# START OF Data rows

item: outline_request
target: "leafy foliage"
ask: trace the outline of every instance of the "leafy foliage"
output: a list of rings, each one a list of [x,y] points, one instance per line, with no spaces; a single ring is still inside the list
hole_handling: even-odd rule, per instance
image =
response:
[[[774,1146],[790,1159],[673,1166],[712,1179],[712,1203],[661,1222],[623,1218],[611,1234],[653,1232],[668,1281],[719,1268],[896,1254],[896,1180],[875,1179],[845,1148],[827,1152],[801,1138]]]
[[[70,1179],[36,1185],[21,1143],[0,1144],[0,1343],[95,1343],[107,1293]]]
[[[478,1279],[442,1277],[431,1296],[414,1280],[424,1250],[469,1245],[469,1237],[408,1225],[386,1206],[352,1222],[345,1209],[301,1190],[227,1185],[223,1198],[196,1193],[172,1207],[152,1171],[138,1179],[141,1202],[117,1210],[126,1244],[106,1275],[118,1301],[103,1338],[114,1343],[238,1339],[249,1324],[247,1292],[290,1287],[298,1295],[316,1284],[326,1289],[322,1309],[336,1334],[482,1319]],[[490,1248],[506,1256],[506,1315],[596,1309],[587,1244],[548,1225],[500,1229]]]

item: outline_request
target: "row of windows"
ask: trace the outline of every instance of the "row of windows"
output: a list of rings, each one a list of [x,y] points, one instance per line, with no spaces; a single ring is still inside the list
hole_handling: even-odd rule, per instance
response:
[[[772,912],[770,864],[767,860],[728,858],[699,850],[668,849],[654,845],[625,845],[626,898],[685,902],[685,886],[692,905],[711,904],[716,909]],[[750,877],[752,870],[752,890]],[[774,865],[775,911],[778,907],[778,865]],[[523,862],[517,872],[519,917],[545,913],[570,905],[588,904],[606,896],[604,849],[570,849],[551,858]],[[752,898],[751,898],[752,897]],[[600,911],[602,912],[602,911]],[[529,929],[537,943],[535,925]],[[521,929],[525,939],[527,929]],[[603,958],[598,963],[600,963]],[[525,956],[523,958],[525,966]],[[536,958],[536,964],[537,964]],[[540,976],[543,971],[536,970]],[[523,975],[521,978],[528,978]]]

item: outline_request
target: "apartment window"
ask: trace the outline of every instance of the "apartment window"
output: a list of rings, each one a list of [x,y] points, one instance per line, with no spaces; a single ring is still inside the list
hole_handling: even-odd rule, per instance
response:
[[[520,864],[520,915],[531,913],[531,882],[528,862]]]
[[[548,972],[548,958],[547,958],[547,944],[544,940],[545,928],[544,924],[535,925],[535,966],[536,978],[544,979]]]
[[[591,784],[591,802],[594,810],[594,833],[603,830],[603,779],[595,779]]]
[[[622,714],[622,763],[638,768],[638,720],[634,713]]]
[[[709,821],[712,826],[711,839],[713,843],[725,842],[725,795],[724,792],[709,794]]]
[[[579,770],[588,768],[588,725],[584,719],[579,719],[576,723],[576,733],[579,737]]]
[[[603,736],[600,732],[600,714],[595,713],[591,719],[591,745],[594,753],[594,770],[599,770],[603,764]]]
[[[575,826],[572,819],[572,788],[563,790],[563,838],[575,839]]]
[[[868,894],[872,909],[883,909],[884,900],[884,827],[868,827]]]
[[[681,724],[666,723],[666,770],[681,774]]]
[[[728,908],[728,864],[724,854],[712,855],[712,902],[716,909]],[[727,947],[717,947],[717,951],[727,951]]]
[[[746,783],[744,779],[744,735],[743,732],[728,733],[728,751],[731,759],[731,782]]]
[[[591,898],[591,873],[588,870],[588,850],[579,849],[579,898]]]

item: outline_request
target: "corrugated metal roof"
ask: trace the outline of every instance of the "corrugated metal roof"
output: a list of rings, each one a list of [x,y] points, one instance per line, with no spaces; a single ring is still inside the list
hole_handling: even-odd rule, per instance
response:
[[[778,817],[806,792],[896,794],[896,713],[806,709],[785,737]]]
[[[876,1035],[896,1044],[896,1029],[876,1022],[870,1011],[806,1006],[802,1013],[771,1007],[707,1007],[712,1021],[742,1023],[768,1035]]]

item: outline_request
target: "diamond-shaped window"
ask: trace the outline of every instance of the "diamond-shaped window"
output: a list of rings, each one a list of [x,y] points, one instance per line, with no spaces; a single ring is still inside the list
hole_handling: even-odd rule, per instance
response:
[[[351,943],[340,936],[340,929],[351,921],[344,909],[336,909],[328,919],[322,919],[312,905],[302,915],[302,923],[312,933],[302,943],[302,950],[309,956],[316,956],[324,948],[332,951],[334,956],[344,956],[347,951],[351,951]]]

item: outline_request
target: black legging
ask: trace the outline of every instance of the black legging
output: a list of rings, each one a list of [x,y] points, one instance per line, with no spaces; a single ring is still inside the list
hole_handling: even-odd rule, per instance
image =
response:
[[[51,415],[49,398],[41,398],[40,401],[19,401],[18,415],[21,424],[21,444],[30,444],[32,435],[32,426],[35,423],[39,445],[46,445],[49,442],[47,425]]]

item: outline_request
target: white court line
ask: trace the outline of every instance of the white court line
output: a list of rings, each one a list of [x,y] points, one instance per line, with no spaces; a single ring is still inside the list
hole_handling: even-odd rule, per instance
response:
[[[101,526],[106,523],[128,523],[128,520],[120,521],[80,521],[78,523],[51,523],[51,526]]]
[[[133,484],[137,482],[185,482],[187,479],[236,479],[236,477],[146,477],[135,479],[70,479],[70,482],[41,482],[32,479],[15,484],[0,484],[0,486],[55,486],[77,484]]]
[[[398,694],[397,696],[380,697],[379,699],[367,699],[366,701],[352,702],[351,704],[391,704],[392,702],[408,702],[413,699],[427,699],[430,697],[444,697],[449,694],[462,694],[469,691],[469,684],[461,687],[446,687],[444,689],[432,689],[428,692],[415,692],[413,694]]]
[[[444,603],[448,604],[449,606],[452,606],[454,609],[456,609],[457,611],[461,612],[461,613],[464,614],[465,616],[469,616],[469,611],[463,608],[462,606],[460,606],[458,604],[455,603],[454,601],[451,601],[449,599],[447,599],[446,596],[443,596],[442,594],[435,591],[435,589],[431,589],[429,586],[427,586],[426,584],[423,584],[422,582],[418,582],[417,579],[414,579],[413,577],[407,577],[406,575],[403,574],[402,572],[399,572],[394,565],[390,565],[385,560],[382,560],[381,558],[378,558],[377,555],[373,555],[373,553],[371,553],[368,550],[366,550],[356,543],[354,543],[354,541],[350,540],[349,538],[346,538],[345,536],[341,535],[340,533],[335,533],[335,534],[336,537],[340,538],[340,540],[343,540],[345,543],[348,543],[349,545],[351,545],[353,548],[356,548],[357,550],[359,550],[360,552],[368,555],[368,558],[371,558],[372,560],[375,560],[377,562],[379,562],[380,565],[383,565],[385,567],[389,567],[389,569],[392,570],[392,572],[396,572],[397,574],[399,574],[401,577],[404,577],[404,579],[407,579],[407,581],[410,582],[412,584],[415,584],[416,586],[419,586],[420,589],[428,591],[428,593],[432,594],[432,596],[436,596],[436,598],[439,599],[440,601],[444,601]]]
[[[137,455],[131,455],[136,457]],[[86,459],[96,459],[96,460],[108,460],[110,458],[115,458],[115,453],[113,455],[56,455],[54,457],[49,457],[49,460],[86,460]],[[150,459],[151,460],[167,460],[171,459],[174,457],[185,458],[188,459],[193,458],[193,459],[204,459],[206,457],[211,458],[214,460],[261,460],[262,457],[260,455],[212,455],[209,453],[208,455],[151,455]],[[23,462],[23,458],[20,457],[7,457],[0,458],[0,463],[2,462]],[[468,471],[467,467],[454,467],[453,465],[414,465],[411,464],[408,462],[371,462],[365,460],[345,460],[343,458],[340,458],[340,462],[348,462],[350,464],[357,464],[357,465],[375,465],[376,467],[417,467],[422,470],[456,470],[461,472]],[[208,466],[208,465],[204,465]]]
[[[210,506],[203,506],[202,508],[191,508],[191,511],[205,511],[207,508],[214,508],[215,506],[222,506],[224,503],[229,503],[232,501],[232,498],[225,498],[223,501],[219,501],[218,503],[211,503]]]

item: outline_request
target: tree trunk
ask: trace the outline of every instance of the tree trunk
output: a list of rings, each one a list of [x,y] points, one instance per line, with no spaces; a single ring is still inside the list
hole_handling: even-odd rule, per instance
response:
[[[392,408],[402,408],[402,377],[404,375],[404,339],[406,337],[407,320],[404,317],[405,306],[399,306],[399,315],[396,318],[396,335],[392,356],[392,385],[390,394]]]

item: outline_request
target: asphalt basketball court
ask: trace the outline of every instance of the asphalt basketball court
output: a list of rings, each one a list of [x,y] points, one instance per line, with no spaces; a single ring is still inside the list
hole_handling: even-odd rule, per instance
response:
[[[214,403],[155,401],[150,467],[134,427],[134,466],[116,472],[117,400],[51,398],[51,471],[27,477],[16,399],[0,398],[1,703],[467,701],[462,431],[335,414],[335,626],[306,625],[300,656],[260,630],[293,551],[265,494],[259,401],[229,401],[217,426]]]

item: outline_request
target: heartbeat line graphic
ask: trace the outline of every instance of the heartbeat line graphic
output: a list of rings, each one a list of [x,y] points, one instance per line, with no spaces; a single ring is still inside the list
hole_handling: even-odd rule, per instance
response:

# END OF Data rows

Given instruction: Gather every line of the listing that contains the string "legging", matching case exactly.

Answer to the task:
target: black legging
ask: trace the outline of every instance of the black legging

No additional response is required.